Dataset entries
_ _ _ _ _
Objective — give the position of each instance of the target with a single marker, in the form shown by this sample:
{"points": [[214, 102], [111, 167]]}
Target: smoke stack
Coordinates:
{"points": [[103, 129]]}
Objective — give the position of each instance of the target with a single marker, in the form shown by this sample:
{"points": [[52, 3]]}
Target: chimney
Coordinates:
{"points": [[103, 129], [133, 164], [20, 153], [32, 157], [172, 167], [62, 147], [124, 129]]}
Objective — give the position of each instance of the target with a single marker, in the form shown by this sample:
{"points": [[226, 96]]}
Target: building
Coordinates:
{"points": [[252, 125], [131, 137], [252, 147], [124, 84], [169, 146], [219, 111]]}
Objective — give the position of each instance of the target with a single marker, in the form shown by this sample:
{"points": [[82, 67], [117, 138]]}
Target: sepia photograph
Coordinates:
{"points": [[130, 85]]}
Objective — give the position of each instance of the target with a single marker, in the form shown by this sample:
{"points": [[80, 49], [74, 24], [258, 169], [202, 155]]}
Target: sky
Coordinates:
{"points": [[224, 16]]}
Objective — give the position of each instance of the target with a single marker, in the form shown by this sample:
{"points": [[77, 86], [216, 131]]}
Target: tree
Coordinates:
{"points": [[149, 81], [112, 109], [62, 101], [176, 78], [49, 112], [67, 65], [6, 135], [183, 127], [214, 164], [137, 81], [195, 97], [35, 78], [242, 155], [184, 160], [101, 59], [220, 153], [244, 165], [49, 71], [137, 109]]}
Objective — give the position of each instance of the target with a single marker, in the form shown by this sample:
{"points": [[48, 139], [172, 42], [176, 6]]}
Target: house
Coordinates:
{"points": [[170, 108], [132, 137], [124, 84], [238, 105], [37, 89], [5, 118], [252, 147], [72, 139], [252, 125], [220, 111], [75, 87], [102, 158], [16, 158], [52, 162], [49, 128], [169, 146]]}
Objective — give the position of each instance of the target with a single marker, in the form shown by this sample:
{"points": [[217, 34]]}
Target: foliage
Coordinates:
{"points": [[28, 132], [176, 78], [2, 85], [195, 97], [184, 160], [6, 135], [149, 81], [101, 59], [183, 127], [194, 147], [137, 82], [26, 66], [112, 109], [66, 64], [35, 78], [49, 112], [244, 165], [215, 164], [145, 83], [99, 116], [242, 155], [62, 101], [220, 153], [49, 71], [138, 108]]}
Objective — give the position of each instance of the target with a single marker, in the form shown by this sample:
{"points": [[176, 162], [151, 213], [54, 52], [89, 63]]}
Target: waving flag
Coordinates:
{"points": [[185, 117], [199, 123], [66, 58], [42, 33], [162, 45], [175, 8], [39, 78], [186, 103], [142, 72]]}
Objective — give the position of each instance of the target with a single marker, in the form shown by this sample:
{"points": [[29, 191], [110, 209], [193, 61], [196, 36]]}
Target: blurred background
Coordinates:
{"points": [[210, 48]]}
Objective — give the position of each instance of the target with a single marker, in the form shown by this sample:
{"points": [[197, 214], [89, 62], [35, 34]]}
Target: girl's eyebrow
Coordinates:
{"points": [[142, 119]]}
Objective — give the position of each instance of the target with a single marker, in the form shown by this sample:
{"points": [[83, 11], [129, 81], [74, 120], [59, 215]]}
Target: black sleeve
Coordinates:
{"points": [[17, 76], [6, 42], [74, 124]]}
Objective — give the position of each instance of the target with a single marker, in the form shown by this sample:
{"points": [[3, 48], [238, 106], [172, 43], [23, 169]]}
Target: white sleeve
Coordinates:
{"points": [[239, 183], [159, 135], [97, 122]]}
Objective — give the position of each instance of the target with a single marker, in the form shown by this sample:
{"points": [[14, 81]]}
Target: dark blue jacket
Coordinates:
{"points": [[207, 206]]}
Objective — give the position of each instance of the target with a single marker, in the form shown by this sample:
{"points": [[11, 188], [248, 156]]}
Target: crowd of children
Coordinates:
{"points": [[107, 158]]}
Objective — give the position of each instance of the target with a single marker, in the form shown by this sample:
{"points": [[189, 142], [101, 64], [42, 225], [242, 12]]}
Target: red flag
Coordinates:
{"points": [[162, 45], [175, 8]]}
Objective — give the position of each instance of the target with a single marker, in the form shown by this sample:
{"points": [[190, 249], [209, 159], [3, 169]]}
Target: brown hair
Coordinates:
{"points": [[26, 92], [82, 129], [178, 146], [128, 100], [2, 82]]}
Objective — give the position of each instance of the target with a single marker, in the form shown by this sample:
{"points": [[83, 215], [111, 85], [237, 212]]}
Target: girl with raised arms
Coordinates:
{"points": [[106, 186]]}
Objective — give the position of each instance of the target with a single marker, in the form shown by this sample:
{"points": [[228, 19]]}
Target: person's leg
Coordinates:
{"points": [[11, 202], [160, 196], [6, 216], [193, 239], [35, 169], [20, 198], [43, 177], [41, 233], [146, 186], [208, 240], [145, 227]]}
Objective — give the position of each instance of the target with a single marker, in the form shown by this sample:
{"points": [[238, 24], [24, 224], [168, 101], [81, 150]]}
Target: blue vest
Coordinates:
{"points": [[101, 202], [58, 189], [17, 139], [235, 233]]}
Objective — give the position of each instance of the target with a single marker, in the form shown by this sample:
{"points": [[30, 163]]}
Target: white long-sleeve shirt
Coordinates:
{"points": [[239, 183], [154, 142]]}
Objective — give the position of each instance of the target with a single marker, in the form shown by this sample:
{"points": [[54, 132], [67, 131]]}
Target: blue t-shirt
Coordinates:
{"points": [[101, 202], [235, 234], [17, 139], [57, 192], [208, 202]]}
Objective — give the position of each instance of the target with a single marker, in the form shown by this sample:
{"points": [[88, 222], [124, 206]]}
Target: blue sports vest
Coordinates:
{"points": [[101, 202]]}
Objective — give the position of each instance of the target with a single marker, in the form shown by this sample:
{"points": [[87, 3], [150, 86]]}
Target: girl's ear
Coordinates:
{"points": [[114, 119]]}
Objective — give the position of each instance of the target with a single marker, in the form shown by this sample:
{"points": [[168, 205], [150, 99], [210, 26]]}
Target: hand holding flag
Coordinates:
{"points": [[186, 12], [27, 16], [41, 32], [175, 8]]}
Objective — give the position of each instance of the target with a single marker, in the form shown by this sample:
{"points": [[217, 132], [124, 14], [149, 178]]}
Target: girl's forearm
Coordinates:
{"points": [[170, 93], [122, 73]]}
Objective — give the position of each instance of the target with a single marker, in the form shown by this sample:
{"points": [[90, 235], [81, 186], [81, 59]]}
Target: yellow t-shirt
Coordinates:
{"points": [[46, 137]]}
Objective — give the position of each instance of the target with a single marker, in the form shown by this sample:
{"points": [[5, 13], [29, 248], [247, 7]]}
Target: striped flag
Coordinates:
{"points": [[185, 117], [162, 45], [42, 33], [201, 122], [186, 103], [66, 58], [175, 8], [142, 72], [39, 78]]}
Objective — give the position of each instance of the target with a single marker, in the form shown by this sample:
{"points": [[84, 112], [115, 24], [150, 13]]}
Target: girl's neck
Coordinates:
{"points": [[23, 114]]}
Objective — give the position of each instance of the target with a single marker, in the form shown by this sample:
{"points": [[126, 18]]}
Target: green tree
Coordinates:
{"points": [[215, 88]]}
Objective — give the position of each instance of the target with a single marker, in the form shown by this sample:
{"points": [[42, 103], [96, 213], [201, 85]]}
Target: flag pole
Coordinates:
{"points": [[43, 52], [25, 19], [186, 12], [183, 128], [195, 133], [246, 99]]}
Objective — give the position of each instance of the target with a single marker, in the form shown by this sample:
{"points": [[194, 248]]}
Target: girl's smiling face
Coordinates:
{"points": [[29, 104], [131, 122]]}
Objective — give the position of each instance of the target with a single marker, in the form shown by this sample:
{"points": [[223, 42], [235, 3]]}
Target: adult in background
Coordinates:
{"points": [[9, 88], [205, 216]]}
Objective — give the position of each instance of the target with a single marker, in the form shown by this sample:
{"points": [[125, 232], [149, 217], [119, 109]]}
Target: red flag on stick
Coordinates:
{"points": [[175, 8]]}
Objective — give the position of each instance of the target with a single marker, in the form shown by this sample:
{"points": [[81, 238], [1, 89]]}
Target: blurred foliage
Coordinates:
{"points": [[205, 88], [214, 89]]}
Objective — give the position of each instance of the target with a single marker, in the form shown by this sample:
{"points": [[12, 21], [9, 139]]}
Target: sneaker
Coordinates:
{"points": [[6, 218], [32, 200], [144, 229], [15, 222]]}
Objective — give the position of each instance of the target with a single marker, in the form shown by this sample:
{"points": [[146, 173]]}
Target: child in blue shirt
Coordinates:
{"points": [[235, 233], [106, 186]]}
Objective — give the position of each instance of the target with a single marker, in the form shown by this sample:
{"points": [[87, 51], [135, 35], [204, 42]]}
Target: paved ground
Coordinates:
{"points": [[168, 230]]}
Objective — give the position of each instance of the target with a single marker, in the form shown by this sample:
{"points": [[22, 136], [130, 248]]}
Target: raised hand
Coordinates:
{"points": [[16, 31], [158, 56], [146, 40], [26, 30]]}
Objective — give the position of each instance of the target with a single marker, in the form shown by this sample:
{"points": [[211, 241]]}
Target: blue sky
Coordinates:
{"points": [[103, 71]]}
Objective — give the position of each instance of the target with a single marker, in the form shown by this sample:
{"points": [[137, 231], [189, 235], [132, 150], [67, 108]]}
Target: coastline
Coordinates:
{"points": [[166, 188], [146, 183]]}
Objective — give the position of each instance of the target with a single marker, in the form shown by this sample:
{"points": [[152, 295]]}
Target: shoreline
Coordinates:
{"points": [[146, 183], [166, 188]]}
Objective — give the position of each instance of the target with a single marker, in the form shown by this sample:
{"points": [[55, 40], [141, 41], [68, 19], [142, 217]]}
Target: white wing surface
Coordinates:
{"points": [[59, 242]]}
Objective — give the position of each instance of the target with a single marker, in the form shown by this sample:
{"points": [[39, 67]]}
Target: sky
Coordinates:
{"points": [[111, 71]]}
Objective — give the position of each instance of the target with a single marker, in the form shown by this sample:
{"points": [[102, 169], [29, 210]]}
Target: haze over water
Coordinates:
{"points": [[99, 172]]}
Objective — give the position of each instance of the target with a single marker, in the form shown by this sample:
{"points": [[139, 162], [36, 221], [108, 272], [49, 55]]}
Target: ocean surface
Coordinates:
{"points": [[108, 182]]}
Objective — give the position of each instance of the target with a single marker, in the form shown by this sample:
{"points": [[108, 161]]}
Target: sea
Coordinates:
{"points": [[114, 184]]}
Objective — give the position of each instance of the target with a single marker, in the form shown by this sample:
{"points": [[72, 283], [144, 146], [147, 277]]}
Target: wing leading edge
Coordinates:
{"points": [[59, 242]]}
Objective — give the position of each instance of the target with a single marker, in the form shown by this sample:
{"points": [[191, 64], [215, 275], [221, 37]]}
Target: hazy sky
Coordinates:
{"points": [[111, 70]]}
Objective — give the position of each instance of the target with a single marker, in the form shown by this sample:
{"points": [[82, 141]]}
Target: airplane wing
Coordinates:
_ _ _ _ _
YOUR TASK
Only one thing belongs in the answer: the number of lines of the data that contain the string "wing".

ANSWER SECTION
3